**Tarea breve A:** En el texto sobre la evangelización, ¿cómo juzgaron a la conquista armada quienes estudiaron el siglo xvi novohispano a finales del siglo xix?
**Tarea breve B:** Devuelve del texto sobre la evangelización el fragmento que va de "Uno de los más" a "de los tiempos.", ambos incluidos, sin alterar nada.
**Tarea breve C:** Resume el texto sobre la evangelización en dos oraciones.

**Pasaje seleccionado:**
La evangelización como un proceso de conquista

A finales del siglo xix, quienes se dedicaron a la historia del siglo xvi novohispano, como Joaquín García Icazbalceta, hicieron una marcada diferencia entre la conquista armada y la llamada conquista espiritual. La primera fue condenada como sinónimo de esclavización y destrucción, la segunda fue exaltada como un proceso civilizatorio. Católicos fervientes, estos hombres ilustrados veían en los frailes no sólo a los defensores de los indios sino también a quienes introdujeron el cristianismo y con él los valores morales occidentales con los cuales ellos comulgaban. Sus construcciones historiográficas quedaron profundamente arraigadas en la memoria colectiva, pues fueron claves en la construcción del nacionalismo mexicano y se volvieron lugares comunes incuestionables repetidos hasta la saciedad en el siglo xx al ser difundidos por los libros de texto de primaria y secundaria. Hoy en día se hace necesario cuestionar dichos lugares comunes del proceso evangelizador y comprenderlo dentro de una concepción más amplia de la denominada “Conquista”.

Uno de los más extendidos lugares comunes sobre dicho tema es que los frailes eran representantes de un cristianismo pacifista y que impusieron la nueva fe sin utilizar la fuerza o la violencia. Esta visión parte de considerar que el cristianismo actual es el mismo que el del siglo xvi y se olvida que en aquel tiempo la idea de cruzada aún seguía estando vigente como base de la expansión europea. Bajo una perspectiva escatológica la acción conquistadora y evangelizadora de los españoles y de sus aliados indígenas se concebía como parte de la lucha del bien contra el mal, que terminaría con el triunfo del primero antes del cercano fin de los tiempos.

Una serie de registros
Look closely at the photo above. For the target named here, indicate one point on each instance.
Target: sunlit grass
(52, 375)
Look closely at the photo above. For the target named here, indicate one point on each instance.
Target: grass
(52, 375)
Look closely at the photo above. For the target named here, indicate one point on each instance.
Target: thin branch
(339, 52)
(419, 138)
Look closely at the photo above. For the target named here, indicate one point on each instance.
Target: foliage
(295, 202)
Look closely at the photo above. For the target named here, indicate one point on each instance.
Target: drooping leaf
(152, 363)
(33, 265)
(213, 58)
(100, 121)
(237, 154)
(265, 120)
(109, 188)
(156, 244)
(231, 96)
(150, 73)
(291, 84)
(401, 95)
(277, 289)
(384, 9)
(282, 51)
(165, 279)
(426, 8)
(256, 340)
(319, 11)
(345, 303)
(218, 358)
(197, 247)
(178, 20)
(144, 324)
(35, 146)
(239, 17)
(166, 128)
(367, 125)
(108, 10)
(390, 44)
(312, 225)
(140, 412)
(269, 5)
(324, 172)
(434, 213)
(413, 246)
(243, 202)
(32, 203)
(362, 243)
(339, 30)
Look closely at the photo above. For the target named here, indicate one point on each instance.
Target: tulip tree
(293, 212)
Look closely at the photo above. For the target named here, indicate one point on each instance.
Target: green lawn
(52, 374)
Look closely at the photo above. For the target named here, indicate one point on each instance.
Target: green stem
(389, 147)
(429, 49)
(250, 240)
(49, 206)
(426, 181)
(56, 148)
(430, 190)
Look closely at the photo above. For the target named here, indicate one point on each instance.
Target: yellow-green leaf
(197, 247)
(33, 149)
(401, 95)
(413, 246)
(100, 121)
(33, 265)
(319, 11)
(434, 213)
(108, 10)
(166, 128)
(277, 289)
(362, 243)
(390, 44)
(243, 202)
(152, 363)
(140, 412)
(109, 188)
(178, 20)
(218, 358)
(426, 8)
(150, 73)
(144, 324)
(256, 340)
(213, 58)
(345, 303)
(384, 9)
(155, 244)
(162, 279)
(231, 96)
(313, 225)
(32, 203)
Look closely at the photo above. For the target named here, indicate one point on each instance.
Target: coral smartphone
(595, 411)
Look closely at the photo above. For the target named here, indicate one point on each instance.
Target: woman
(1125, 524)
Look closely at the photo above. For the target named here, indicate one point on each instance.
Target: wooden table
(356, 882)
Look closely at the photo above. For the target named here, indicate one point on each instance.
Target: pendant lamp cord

**Respuesta escrita A:** La condenaron como sinónimo de esclavización y destrucción.

**Respuesta escrita B:**
Uno de los más extendidos lugares comunes sobre dicho tema es que los frailes eran representantes de un cristianismo pacifista y que impusieron la nueva fe sin utilizar la fuerza o la violencia. Esta visión parte de considerar que el cristianismo actual es el mismo que el del siglo xvi y se olvida que en aquel tiempo la idea de cruzada aún seguía estando vigente como base de la expansión europea. Bajo una perspectiva escatológica la acción conquistadora y evangelizadora de los españoles y de sus aliados indígenas se concebía como parte de la lucha del bien contra el mal, que terminaría con el triunfo del primero antes del cercano fin de los tiempos.

**Respuesta escrita C:** A finales del siglo xix, historiadores como Joaquín García Icazbalceta condenaron la conquista armada y exaltaron la conquista espiritual como un proceso civilizatorio, y sus ideas se convirtieron en lugares comunes que los libros de texto difundieron durante el siglo xx. Hoy es necesario cuestionarlos, entre ellos la creencia de que los frailes impusieron la fe sin violencia, ya que en el siglo xvi la idea de cruzada seguía siendo la base de la expansión europea.